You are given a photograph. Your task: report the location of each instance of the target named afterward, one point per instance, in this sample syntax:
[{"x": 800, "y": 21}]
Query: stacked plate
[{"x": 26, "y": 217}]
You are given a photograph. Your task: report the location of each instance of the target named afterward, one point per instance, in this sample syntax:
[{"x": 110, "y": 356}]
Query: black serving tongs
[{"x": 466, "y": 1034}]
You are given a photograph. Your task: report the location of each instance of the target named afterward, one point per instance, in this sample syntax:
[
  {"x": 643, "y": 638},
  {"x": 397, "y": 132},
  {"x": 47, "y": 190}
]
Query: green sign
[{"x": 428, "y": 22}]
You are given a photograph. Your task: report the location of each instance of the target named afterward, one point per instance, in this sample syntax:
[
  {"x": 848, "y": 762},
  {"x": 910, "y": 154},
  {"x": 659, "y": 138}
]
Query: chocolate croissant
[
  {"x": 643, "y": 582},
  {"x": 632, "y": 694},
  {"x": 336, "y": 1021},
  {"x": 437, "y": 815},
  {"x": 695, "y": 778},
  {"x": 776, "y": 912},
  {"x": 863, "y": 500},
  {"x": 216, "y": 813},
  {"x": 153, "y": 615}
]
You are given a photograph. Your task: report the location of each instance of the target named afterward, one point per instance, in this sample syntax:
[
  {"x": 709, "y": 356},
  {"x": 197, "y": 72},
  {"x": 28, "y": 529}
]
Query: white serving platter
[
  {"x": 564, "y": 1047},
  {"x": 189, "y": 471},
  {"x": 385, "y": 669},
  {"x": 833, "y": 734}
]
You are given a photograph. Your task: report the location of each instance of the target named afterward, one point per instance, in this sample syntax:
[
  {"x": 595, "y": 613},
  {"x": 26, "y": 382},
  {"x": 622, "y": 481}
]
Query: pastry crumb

###

● **YOUR INSTRUCTIONS**
Print out the entire listing. Keep every line exact.

● **TASK OUTPUT**
You are given a photograph. Your task: report the location of each instance of the target named afterward, one point per instance, in this sample syntax:
[{"x": 800, "y": 21}]
Query: stacked plate
[{"x": 26, "y": 217}]
You are given a photograph. Your task: report the location of each instance of the target named afterward, one point per instance, in this sample syntax:
[{"x": 110, "y": 356}]
Query: black serving tongs
[{"x": 466, "y": 1034}]
You are given a photograph. Your task: report the location of each instance of the target named afterward, one point per instance, in this sample syntax:
[
  {"x": 643, "y": 638},
  {"x": 397, "y": 132},
  {"x": 47, "y": 190}
]
Query: green sign
[{"x": 428, "y": 22}]
You are given a photograph. Your task: report the location of each instance of the target named afterward, one point per instance, in this sample syntax:
[
  {"x": 848, "y": 762},
  {"x": 910, "y": 154},
  {"x": 659, "y": 138}
]
Query: chocolate croissant
[
  {"x": 643, "y": 582},
  {"x": 632, "y": 694},
  {"x": 336, "y": 1021},
  {"x": 437, "y": 815},
  {"x": 695, "y": 778},
  {"x": 776, "y": 912},
  {"x": 863, "y": 500},
  {"x": 216, "y": 813},
  {"x": 153, "y": 615}
]
You are given a photograph. Your task: report the location of each instance of the target named afterward, one point per instance, in this sample syntax:
[
  {"x": 709, "y": 356},
  {"x": 197, "y": 72},
  {"x": 28, "y": 529}
]
Query: white serving platter
[
  {"x": 564, "y": 1047},
  {"x": 189, "y": 471},
  {"x": 385, "y": 669},
  {"x": 833, "y": 734}
]
You are given a photograph. Your task: report the location of each instance of the target named afterward, one point per instance, in this sample syntax:
[
  {"x": 595, "y": 613},
  {"x": 26, "y": 382},
  {"x": 622, "y": 481}
]
Query: pastry crumb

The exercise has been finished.